Published January 09. 2010 09:00AM

Did you ever get the feeling that life is like traveling non-stop, full speed ahead on a freeway?

Life goes by in a fast blur.

That's why the start of every New Year is more than a date on the calendar. To me, each New Year functions like a big stop sign in life the kind that used to be in front of every train track, telling us to stop, look and listen.

I use the start of every New Year to pause and examine my life, deciding what I need to change or improve.

I know. You're probably thinking that sounds like making New Year's resolutions. In a sense it is. But it's more than that, too. It's setting important goals for myself. One might call it my own serious self-improvement project.

But before I can do that, I have to think about my life and the direction I am traveling. I have to weigh the baggage I carry with me on this trip called life. And I have to decide what to keep, what to throw away, or what to change.

Ahhh, change. It's a word many of us shy away from because the status quo is comfortable and change is hard.

I know because for several years in a row my main New Year's resolution was to embrace change. After my husband died, I spent time wishing nothing had changed in my life. But when you lose a long-time spouse, everything changes, whether we want it to or not.

One year, I made the important decision to embrace change instead of protesting against it. That year, I managed to change my attitude and got more open to changes of all kind. But it took three years until I could finally fully embrace change and regard it as an opportunity instead of a burden.

As part of embracing change, I moved to Florida. Here I learned the old adage is true: When you close one door, you are free to open others. Among the many doors I opened were the opportunity for a more active lifestyle and the chance to enjoy the outdoors year round.

In the process of doing exactly that, I found what I never expected to find again. I found a soul mate.

Now, as I sit here making New Year's resolutions with a shiny new wedding ring on my finger, I'm reflecting on the fact that the ring will not always look so new. Eventually, no matter how hard I try to prevent it, the ring will get scratched and the stones may dull. I will have to work to protect the ring and keep it polished.

The same is true of the marriage itself. It will take work to protect it and keep it sparkling. To do exactly that is my main New Year's resolution.

That vow will be much easier to keep than my second resolution, which calls for a major attitude change on my part.

To explain, let me tell you about a stress-reduction conference I attended. The psychologist giving the workshop said most people would have fewer problems if they could eliminate two phrases from their way of thinking: He called it "shoulda and coulda", or, to be more precise, should have and could have.

He said we spend too much of our time thinking about what others should do. Or we think about how the lives of others would improve if they could make the changes we think they should.

In reality, it's unproductive to try to change others, he said, because the only person we have the power to change is our self.

He equated trying to change someone else's behavior to trying to teach a pig to sing. "All it does is waste your time and annoy the pig," he said.

At the time, his "shoulda and coulda" talk didn't resonate with me. I've always known the only person I have the power to change is myself.

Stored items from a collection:
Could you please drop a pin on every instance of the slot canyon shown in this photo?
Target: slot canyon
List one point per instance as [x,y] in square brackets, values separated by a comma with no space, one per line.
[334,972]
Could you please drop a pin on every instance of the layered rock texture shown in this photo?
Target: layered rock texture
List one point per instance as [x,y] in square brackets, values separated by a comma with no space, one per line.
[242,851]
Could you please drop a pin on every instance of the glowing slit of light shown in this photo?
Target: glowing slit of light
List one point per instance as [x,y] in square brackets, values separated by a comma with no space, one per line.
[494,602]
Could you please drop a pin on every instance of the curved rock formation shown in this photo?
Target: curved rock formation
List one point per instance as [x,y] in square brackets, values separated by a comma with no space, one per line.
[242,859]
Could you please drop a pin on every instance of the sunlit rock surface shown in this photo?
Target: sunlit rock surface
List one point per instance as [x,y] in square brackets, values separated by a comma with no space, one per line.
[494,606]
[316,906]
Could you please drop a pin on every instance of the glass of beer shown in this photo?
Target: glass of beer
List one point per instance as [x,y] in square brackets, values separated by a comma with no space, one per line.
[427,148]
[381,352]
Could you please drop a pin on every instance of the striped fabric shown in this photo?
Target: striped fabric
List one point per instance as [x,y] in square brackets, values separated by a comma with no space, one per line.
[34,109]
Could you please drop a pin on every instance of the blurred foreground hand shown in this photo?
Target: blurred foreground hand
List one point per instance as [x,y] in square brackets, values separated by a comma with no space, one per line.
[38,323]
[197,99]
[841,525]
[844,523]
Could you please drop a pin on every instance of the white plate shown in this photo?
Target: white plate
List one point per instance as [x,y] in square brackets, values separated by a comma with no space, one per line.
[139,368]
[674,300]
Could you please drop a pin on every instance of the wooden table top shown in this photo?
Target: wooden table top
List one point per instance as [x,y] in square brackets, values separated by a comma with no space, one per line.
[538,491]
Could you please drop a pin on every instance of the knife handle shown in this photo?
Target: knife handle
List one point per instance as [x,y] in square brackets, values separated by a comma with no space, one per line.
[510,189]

■ **What you should do**
Translate this sentence from the New Year essay into Spanish: "I use the start of every New Year to pause and examine my life, deciding what I need to change or improve." These entries come from a different source than the New Year essay.

■ **The solution**
Uso el comienzo de cada Año Nuevo para hacer una pausa y examinar mi vida, decidiendo qué necesito cambiar o mejorar.